Extracts from a box-labeled dataset:
-- BEGIN --
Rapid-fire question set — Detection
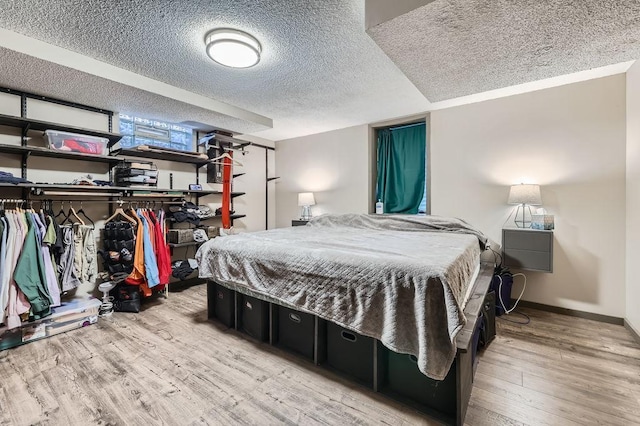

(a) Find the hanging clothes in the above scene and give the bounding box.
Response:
[57,226,81,292]
[4,211,31,329]
[125,210,152,297]
[73,224,98,283]
[14,213,51,319]
[42,215,62,307]
[34,214,60,308]
[0,215,13,324]
[222,153,232,229]
[149,210,171,285]
[137,209,160,288]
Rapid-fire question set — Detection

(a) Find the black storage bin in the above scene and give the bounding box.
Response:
[273,306,316,360]
[238,294,269,342]
[480,290,496,347]
[383,348,457,418]
[207,281,236,327]
[471,311,484,372]
[327,322,375,386]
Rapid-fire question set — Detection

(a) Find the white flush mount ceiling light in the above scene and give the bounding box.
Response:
[204,28,262,68]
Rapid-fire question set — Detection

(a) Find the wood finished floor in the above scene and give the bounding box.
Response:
[0,285,640,426]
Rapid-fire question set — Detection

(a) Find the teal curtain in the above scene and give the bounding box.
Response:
[376,123,427,214]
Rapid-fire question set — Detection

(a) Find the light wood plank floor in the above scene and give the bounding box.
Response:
[0,285,640,426]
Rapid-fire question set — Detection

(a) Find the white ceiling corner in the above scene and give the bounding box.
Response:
[367,0,640,102]
[0,0,640,140]
[0,0,429,140]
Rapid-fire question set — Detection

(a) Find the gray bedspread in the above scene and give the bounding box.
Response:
[196,214,486,380]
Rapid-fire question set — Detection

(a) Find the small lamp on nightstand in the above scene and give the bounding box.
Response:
[298,192,316,220]
[507,183,542,228]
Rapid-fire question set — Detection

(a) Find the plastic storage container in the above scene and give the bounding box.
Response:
[327,322,375,386]
[44,130,109,155]
[238,294,269,342]
[273,306,315,360]
[207,281,236,327]
[379,346,457,418]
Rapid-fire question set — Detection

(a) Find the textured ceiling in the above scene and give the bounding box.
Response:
[0,0,428,140]
[367,0,640,102]
[0,48,267,133]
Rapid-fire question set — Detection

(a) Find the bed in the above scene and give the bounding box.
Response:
[196,214,487,422]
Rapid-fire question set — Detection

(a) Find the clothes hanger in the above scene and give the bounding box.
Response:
[78,201,96,229]
[60,201,84,225]
[53,201,67,223]
[209,152,244,167]
[105,201,138,225]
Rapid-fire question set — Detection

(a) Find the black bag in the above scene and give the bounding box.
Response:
[109,284,140,313]
[489,266,513,316]
[479,290,496,347]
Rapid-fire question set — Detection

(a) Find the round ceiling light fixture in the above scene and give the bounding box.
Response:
[204,28,262,68]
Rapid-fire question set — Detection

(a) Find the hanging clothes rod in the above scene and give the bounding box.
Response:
[31,191,122,197]
[18,198,184,205]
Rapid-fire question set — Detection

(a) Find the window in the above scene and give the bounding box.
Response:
[376,122,427,214]
[118,114,193,151]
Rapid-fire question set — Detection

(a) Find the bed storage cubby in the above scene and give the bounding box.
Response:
[326,322,376,387]
[378,342,473,424]
[238,293,270,342]
[272,305,325,361]
[471,312,484,373]
[207,281,236,328]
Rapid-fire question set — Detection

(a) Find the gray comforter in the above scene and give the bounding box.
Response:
[196,214,487,380]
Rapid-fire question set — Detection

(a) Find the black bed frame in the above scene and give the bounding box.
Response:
[207,264,493,425]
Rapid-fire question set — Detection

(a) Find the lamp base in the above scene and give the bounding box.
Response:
[513,204,533,228]
[300,206,311,220]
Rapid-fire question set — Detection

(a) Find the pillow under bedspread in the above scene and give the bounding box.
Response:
[196,214,486,380]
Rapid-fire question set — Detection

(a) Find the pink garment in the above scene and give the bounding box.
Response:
[6,212,31,329]
[0,212,16,323]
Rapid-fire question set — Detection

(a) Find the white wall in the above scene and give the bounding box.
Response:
[276,75,624,317]
[430,75,625,317]
[626,62,640,334]
[276,125,370,228]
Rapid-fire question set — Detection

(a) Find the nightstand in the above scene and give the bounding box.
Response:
[502,228,553,272]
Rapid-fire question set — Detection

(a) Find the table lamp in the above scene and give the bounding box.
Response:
[298,192,316,220]
[507,183,542,228]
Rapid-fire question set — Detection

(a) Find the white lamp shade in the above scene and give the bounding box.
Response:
[298,192,316,206]
[507,183,542,206]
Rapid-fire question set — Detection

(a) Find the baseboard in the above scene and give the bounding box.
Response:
[624,319,640,345]
[518,300,625,325]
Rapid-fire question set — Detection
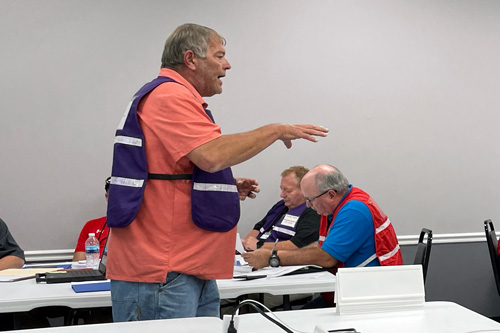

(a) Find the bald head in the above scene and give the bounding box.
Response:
[300,164,349,215]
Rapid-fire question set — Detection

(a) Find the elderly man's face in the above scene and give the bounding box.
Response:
[280,172,305,209]
[194,37,231,97]
[300,174,335,215]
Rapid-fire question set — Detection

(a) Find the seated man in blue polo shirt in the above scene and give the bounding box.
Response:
[242,166,320,251]
[243,165,403,306]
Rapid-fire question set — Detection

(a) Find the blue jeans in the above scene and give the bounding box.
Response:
[111,272,220,322]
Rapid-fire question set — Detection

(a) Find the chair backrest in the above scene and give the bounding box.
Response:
[484,220,500,295]
[413,228,432,283]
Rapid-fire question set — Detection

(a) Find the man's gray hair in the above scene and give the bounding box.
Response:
[315,166,349,194]
[161,23,226,70]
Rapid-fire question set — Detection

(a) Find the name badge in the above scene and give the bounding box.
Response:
[281,214,299,228]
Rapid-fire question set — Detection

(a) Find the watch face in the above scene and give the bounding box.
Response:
[269,257,280,267]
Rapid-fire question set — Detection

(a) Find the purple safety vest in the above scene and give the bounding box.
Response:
[257,200,307,242]
[107,76,240,232]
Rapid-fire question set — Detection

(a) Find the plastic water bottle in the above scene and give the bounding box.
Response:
[85,232,100,269]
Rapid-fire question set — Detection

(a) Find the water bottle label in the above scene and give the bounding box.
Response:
[85,245,99,253]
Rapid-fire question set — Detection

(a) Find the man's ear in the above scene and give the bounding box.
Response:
[184,50,197,70]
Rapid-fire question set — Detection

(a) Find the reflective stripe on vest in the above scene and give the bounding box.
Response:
[273,226,295,236]
[193,183,238,193]
[107,76,240,232]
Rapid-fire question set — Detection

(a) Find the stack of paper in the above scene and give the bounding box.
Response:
[335,265,425,315]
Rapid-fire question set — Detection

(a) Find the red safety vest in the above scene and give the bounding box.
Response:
[319,187,403,306]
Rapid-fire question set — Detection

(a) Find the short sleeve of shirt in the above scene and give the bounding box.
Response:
[322,200,375,267]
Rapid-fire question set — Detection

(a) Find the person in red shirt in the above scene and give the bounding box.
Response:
[73,177,111,261]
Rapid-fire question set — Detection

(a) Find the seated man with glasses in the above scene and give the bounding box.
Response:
[243,165,403,307]
[73,177,111,261]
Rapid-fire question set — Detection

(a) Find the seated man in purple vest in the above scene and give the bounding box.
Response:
[234,166,320,313]
[242,166,320,251]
-- END --
_Task:_ Copy all of the records above verbatim, but leave out the pictures.

_The reply:_
Rapid-fire question set — Detection

(a) Find the hanging clothes in the above scene and give the bounding box.
Response:
[57,226,81,292]
[4,211,31,329]
[125,210,152,297]
[73,224,98,283]
[14,213,51,319]
[42,215,62,307]
[34,214,60,308]
[0,215,13,324]
[222,153,232,229]
[149,210,171,285]
[137,209,160,288]
Rapid-fire question set — Detection

(a) Find the black storage bin in the above scene and give the bounding box.
Response:
[273,306,316,360]
[238,294,269,342]
[480,290,496,347]
[383,348,457,418]
[207,281,236,327]
[471,311,484,372]
[327,322,375,386]
Rapid-fire question set — Detection

(a) Find the white flush mount ceiling light in the above scene and give the bounding box.
Response:
[204,28,262,68]
Rapid-fire question set — Detection

(a) Find the wood finished floor in the above scene and give the bounding box.
Response:
[0,285,640,426]
Rapid-fire question set — Detection

(a) Find the teal curtain in the above scene and give the bounding box.
Response:
[376,123,427,214]
Rapid-fire question set — Detection

(a) Find the light wood plank floor in the above scene and give the bounding box.
Response:
[0,285,640,426]
Rapid-fire question set — Detection

(a) Find the white ceiling corner in the above scene and give the bounding box.
Response:
[367,0,640,102]
[0,0,640,140]
[0,0,429,140]
Rapid-fire question set — Detection

(a) Find the gray bedspread in the above scene and give the bounding box.
Response:
[196,214,486,380]
Rapid-fire question set — Detection

(a) Find the small lamp on nightstand in the above scene and give the bounding box.
Response:
[298,192,316,220]
[507,183,542,228]
Rapid-fire question set — Detection

(a) Find the plastic storage container in the above scene and give the bounding box.
Response:
[327,322,375,386]
[44,130,109,155]
[238,294,269,342]
[273,306,315,360]
[207,281,236,327]
[379,346,457,418]
Rapid-fire question set — Detection

(a) Find the textured ceiling in the above scene and give the bounding box.
Response:
[0,0,428,140]
[367,0,640,102]
[0,48,267,133]
Rapid-fire question set — Detection

(a) Find the bed in the above scene and give the bounding box.
Response:
[196,214,487,422]
Rapid-fire question set — Detection

(a) Find the clothes hanger in the above scene and give the bounding box.
Response:
[78,201,96,229]
[60,201,84,225]
[53,201,67,223]
[209,152,244,167]
[105,201,138,225]
Rapid-fire question set — Detection

(a) Find the black bag in the above scene and give the bounding box.
Response:
[109,284,140,313]
[489,266,513,316]
[479,290,496,347]
Rapid-fire question set — Detection

(a) Find the round ceiling light fixture in the above scene and give the bounding box.
Response:
[204,28,262,68]
Rapid-fire question set — Detection

(a) Find the hanging clothes rod in the above scene and give the bounding box.
Response:
[31,191,122,197]
[18,198,184,205]
Rapid-fire question set — Detection

(a) Find the window in the above scene and give the bounding box.
Response:
[376,122,427,214]
[118,114,193,151]
Rapid-fire question set — Detection

(a) Find the bed storage cubby in the above scene and give the bounding box.
Response:
[326,322,376,387]
[378,342,473,424]
[238,293,270,342]
[272,305,325,361]
[471,312,484,373]
[207,281,236,328]
Rapid-fire question set — Detection

(a) Find the gray comforter in the above scene and give the bounding box.
Response:
[196,214,487,380]
Rapid-fire question set — Detection

(a) Find the black bed frame in the above scene and give the bounding box.
Response:
[207,264,493,425]
Rapid-fire question set — Detection

(a) Find the lamp base in the above scene and give the bounding box.
Response:
[513,204,533,228]
[300,206,311,220]
Rapid-fire question set — Detection

(a) Find the pillow under bedspread in the above scene and give the bounding box.
Response:
[196,214,486,380]
Rapid-fire question set — Detection

(a) Find the pink garment in the above scene and give the bounding box.
Response:
[6,212,31,329]
[0,212,16,323]
Rapid-fire question set — Detection

(a) Find the white wall in the above scene and give the bounding box.
Response:
[276,75,624,317]
[430,75,625,317]
[626,62,640,334]
[276,125,370,228]
Rapid-fire question set — Detection

(a) Find the nightstand in the above scene and give the bounding box.
Response:
[502,228,553,272]
Rapid-fire question set — Detection

(a) Find the table lamp in the above scene and give the bounding box.
Response:
[298,192,316,220]
[507,183,542,228]
Rapid-fire question set — Detection

(a) Find the white lamp shade in the above scene and give the bounding box.
Response:
[298,192,316,206]
[507,183,542,206]
Rapid-fire question set — Detection

(a) Find the baseboard in the above scene and give the bounding box.
Response:
[624,319,640,345]
[518,300,625,325]
Rapid-fire question set — Detection

(a) Find the bald head in the above scene and give the bounding box.
Response:
[300,164,349,215]
Rapid-fire question set — Detection

(a) Find the elderly man's face in the above scene and give the bounding box.
Response:
[280,172,305,209]
[194,37,231,97]
[300,174,335,215]
Rapid-fire question set — Detection

(a) Find the seated man in blue polo shirt in the above scene and give the bounding box.
Response:
[242,166,320,251]
[243,165,403,306]
Rapid-fire question set — Detection

(a) Find the blue jeans in the above scene and give the bounding box.
Response:
[111,272,220,322]
Rapid-fire question set — Detection

(a) Find the chair backrest in the above scene and give the bounding box.
Response:
[484,220,500,295]
[413,228,432,283]
Rapid-fire question set — Detection

(a) Find the man's gray hair in the above scene and give the bounding box.
Response:
[315,166,349,194]
[161,23,226,70]
Rapid-fire question set — Detection

(a) Find the name badge in the above scene and give the bounding box.
Response:
[281,214,299,228]
Rapid-fire question set — Detection

(a) Find the watch face in the above scene and give the bounding box.
Response:
[269,257,280,267]
Rapid-fire question set — Detection

(a) Find the purple safety vest in the above scene and give the bounding box.
Response:
[257,200,307,242]
[107,76,240,232]
Rapid-fire question set — Detection

(a) Find the plastic water bottle in the above scene and give the bounding box.
Response:
[85,232,100,269]
Rapid-fire question set — Detection

(a) Find the water bottle label in the above scene and give the bounding box.
Response:
[85,245,99,253]
Rapid-fire question set — Detection

(a) Find the man's ear in the above scene and give the bounding box.
Response:
[184,50,197,70]
Rapid-fire question set — Detection

(a) Find the reflective stripe on vest in the above scene and give the bounding box.
Response:
[273,226,295,236]
[193,183,238,193]
[107,76,240,232]
Rapid-fire question set — Detection

(a) Find the stack of paper in the above scene and give the bounding box.
Response:
[335,265,425,315]
Rapid-fire question set — Detection

(a) Find the red safety vest in the above scene and give the bounding box.
Response:
[319,187,403,306]
Rapid-fire question set — Detection

(a) Find the short sleeve of shirt in the above scene and give the bounding box.
Response:
[322,200,375,267]
Rapid-fire question set — Detection

(a) Find the person in red shirt in the above scene and give the bounding box.
Response:
[73,177,111,261]
Rapid-fire question set — Detection

(a) Find the seated man with glasses in the above scene and give the bounding box.
Response:
[243,165,403,307]
[73,177,111,261]
Rapid-fire question set — Detection

(a) Find the seated man in purple vest in the above scene and give the bounding box.
Response:
[234,166,320,313]
[242,166,320,251]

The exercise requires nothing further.